UITTREKSEL DATASET
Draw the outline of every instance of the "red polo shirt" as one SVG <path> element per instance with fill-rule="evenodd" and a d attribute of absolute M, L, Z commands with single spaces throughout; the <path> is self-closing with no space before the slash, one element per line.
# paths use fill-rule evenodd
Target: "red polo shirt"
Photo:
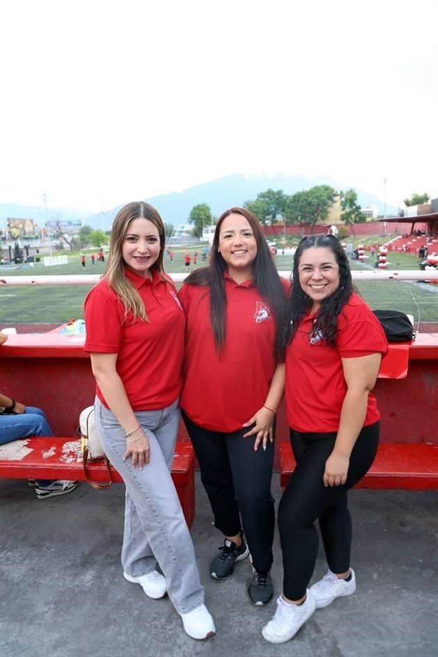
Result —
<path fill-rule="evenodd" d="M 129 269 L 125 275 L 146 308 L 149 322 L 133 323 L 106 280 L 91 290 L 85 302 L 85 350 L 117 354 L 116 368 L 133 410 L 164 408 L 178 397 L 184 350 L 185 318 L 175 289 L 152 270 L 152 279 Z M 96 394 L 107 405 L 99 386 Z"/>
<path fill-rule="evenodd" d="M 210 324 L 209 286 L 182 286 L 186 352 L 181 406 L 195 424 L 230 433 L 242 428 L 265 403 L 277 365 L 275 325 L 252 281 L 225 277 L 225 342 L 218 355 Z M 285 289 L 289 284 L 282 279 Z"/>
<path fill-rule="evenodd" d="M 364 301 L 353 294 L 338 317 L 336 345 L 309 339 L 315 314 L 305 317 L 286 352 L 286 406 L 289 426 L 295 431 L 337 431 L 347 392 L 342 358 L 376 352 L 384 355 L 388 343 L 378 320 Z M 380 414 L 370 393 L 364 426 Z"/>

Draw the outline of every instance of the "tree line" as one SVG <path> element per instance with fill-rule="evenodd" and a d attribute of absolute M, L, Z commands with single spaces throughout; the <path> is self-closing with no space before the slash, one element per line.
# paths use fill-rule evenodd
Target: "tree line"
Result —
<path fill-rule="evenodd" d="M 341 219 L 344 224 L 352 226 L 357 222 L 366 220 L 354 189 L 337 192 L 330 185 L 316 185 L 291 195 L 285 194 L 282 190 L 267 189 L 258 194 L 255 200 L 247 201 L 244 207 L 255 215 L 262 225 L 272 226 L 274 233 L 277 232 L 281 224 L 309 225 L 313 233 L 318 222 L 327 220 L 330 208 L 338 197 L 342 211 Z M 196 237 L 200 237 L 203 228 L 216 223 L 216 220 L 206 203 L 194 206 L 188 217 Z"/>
---
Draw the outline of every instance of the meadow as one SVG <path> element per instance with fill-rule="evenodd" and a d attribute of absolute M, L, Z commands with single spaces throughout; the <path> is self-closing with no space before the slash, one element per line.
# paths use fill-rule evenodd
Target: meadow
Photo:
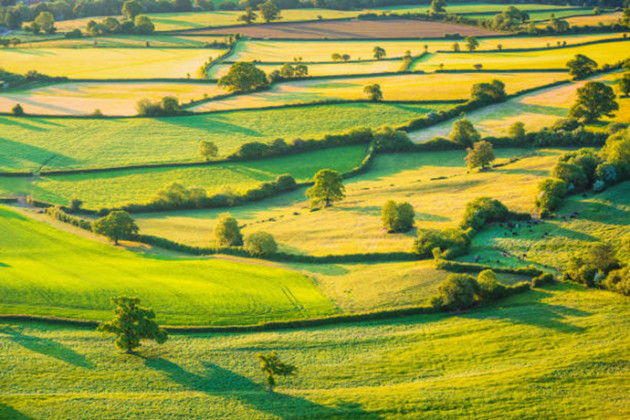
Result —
==
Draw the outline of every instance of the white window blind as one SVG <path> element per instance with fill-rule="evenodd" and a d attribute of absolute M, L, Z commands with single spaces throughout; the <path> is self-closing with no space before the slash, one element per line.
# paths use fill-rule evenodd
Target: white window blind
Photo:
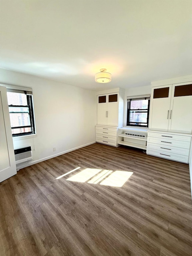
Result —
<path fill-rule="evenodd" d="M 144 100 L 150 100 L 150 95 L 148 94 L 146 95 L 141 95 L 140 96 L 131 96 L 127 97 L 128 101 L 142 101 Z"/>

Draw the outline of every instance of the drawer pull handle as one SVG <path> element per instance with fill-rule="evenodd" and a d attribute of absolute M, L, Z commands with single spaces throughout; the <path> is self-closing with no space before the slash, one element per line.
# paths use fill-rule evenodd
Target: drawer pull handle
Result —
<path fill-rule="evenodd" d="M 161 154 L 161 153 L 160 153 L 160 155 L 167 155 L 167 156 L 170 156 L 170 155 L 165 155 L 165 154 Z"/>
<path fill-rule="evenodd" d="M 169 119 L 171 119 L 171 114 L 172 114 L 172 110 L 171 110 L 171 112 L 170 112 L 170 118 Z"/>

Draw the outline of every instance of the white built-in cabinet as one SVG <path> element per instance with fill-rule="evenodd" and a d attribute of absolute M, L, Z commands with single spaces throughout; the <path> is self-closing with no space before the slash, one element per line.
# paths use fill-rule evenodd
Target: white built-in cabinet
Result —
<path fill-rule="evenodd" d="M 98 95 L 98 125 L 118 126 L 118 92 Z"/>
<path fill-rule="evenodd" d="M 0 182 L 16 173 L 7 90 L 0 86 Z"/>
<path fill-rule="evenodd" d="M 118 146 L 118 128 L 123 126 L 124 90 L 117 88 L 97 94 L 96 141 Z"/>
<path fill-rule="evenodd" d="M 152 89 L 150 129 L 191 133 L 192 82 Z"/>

WAT GEVRAAGD WORDT
Geef alstublieft alle regels opnieuw, beginnend bij de regel met "Draw the outline of every instance of the white window" en doorlopend tot en met de regel met "144 100 L 150", en vermenigvuldig daarbij elke coördinaat in de paden met 1,4, afgerond op hele getallen met halven naar boven. Laat de afbeelding weg uit je antwoord.

UITVOER OEFENING
Draw the outline of every instance of the white window blind as one SVG <path> element per instance with fill-rule="evenodd" and a d attribute of absolute M, L, Z commands with single spaces throughout; the <path> is self-closing with no space before the slash, one element per line.
# paths use fill-rule evenodd
Target: white window blind
Photo:
Result —
<path fill-rule="evenodd" d="M 202 140 L 210 140 L 210 133 L 207 132 L 204 133 L 197 133 L 196 134 L 183 134 L 178 136 L 179 141 L 199 141 Z"/>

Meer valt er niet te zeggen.